■ **PROVIDED DATA**:
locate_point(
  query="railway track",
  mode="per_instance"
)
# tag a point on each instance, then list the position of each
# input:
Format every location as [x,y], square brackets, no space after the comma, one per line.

■ **OBJECTIVE**:
Replace "railway track" with "train track" throughout the records above and write out the lines again, leaving everything else as it is.

■ **TASK ANSWER**:
locate_point(
  query="train track",
  mode="per_instance"
)
# tag a point on each instance, then list the position of each
# input:
Format every location as [x,y], square brackets, no space after the comma, one per line.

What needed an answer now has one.